## What is required
With the pictures removed, write out the data below exactly.

## Input material

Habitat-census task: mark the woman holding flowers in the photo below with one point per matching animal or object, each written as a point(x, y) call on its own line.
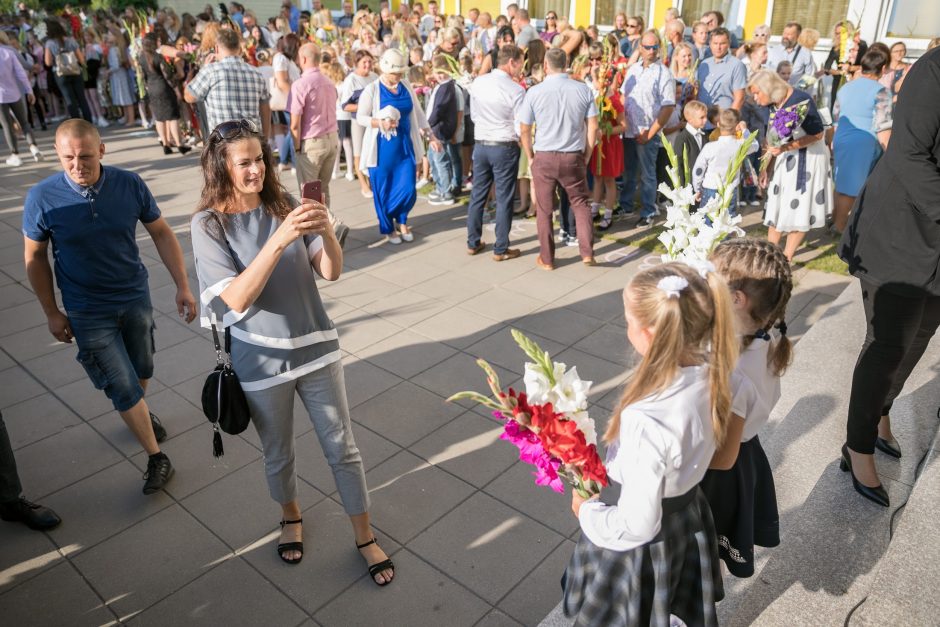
point(654, 553)
point(797, 175)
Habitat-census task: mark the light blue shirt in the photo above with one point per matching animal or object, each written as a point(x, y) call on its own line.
point(720, 79)
point(646, 90)
point(558, 106)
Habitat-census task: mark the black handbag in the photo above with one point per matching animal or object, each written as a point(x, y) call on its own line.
point(223, 400)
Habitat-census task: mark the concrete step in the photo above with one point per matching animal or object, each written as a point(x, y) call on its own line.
point(905, 584)
point(832, 540)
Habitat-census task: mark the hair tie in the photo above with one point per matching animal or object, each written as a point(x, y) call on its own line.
point(672, 285)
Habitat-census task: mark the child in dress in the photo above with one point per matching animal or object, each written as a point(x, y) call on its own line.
point(739, 486)
point(654, 552)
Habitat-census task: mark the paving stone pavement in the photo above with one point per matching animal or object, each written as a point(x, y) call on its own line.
point(475, 542)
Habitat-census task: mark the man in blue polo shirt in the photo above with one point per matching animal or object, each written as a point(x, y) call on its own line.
point(90, 214)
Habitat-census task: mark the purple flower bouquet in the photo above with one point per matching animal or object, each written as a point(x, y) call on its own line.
point(782, 126)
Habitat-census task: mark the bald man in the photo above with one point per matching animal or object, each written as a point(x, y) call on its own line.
point(90, 214)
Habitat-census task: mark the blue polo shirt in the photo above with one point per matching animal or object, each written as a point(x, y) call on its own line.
point(720, 79)
point(93, 232)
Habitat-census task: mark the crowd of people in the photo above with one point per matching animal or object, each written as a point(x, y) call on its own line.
point(185, 74)
point(566, 118)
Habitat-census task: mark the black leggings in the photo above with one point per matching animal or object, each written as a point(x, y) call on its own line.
point(899, 329)
point(17, 109)
point(73, 91)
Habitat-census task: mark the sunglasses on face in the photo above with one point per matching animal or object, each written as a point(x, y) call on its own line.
point(236, 128)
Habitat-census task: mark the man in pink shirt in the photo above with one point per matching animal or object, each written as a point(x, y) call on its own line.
point(313, 121)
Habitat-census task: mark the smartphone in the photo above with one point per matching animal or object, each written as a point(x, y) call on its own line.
point(312, 190)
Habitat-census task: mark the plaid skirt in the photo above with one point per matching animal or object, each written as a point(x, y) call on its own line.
point(676, 573)
point(743, 501)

## Exercise solution
Habitat-census task: mark the woman holding flowers in the photo below with one point per matching animal or object, each written as a point(x, y) call on its own line.
point(654, 553)
point(797, 175)
Habitat-census task: mark the light blue shirt in the photo above with one point per matching animal or object, each written as a point(x, y) call on its own line.
point(720, 79)
point(646, 90)
point(558, 106)
Habitat-census task: mark the black handbag in the photo above with one point per matching animal or object, each written as a point(x, y) call on its own line.
point(223, 400)
Habitat-census task: mark the concrete step in the photo above with one point per matching animal or object, each written as a point(x, y) call on its own line.
point(905, 584)
point(832, 540)
Habitat-census task: mark the hair tie in the photo above with one point per matching animal or object, each written as a point(x, y) call on its own line.
point(672, 285)
Habitat-census task: mark the child in dress in the photo above with one point per matching animal or object, each written as a point(x, y) call on its own line.
point(739, 486)
point(654, 552)
Habitat-census task: mark the paving stone pavement in the photo above with one point per matching animal or object, each written as a point(x, y) call on its own line.
point(475, 542)
Habitat-census task: mark the man in blue polo shirt in the photo above with one point per matching animal or object, each written as a point(x, y) call on its own line.
point(90, 214)
Habitat-census task: mark the purple flower bouquet in the photo above with one point per matching animal or object, each written as a point(x, y) call on its own line.
point(782, 126)
Habitat-census task: mark the bald man in the photo above with one point per matching animal or object, each written as a point(x, y) call on its own line.
point(90, 214)
Habitat-census task: mark the blue polo shirt in the photo above with one point per matching animal or object, each written as a point(x, y) call on its own line.
point(720, 79)
point(93, 232)
Habitat-census task: mark the crowd of people in the photo above with one point per matching animal or object, each written as a point(x, y) call on its own line.
point(185, 74)
point(566, 118)
Habitat-census task: mark the black leggings in the photo above with one point per matching animal or object, each written as a point(x, y) call on its own line.
point(899, 329)
point(17, 109)
point(73, 91)
Habitat-census task: mark the sunglasses on face in the photo above with one point per matching animal or object, each written as a point(x, y) call on its own line.
point(236, 128)
Habitat-census task: mark the man in pink shirt in the photo above with one point per matching animal or object, each written as a point(x, y) call on its own line.
point(313, 121)
Habitat-census task: mark the smartphone in the photo above with one point per matching animal or object, each written as a point(x, y) call on its own line.
point(312, 190)
Habitat-census task: mark the plaid skirt in the photo above with one point per matching animal or object, each written as a point(x, y) call on its own line.
point(676, 573)
point(743, 501)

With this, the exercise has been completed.